→ **Source excerpt**:

Steps to troubleshoot CPU skew
search cancel

Steps to troubleshoot CPU skew

book

Article ID: 406378

calendar_today

Updated On:

Products

VMware Tanzu Greenplum

Issue/Introduction

How to identify CPU skewed queries (queries that are responsible for processing skew) and their associated skewed segment(s) 

Resolution

The following User Defined Function (gpmetrics.gpcc_queries_top_10_cpu_skew(INTERVAL)) can be used to enhance the flexibility of accessing top list of skewed queries — it allows you to specify a time interval when analyzing query CPU skew across segments.

Additional Information

-- Get the top 10 queries utilizing most CPU skew among segments, during the past 1 hour/1 day/1 week/1 month.
-- Finds the queries with top 10 CPU skew among segments in the past hour from now() by default.
DROP FUNCTION IF EXISTS gpmetrics.gpcc_queries_top_10_cpu_skew(INTERVAL);
CREATE OR REPLACE FUNCTION gpmetrics.gpcc_queries_top_10_cpu_skew(
    IN interval_time INTERVAL DEFAULT'1h'::interval,
    OUT query_time TIMESTAMP,
    OUT query_id TEXT,
    OUT user_name VARCHAR,
    OUT database VARCHAR,
    OUT max_cpu integer,
    OUT avg_cpu numeric,
    OUT cpu_skew text,
    OUT max_cpu_segid integer,
    OUT query TEXT)
    RETURNS SETOF RECORD AS
$$
BEGIN
RETURN QUERY
    WITH base AS (
        SELECT
            q.ctime,
            q.tmid,
            q.ssid,
            q.ccnt,
            q.username,
            q.db,
            p.segid,
            s.key::int AS sliceid,
            (s.value->'cpu')::text::int AS cpu,
            substr(q.query_text, 0, 128) AS query_text
        FROM gpmetrics.gpcc_queries_history q
        JOIN json_each(q.slices_metrics) s ON true
        JOIN gpmetrics.gpcc_plannode_history p
          ON (q.tmid, q.ssid, q.ccnt) = (p.tmid, p.ssid, p.ccnt)
         AND s.key::int = p.sliceid
        WHERE q.ctime >= now() - interval_time - interval '2 day'
          AND q.ctime < now() + interval '2 day'
          AND q.tsubmit >= now() - interval_time
    ),
    ranked AS (
        SELECT *,
               MAX(cpu) OVER (PARTITION BY ctime, tmid, ssid, ccnt) AS cpu_max,
               AVG(cpu) OVER (PARTITION BY ctime, tmid, ssid, ccnt) AS cpu_avg,
               ROW_NUMBER() OVER (PARTITION BY ctime, tmid, ssid, ccnt ORDER BY cpu DESC) AS cpu_rank
        FROM base
    ),
    filtered AS (
        SELECT *
        FROM ranked
        WHERE cpu_rank = 1
    )

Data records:

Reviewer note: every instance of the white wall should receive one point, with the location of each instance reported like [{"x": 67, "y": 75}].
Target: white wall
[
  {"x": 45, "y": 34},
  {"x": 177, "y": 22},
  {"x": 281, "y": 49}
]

→ **What you will do**:
A. According to the CPU skew article, over what time span does the function look for skewed queries by default?
B. Reproduce the portion of the CPU skew article that opens with the words containing "The following User" and closes with "day/1 week/1 month.".
The data records have no role here.

→ **Answers to the problems**:
A. The past hour from now().

B.
The following User Defined Function (gpmetrics.gpcc_queries_top_10_cpu_skew(INTERVAL)) can be used to enhance the flexibility of accessing top list of skewed queries — it allows you to specify a time interval when analyzing query CPU skew across segments.

Additional Information

-- Get the top 10 queries utilizing most CPU skew among segments, during the past 1 hour/1 day/1 week/1 month.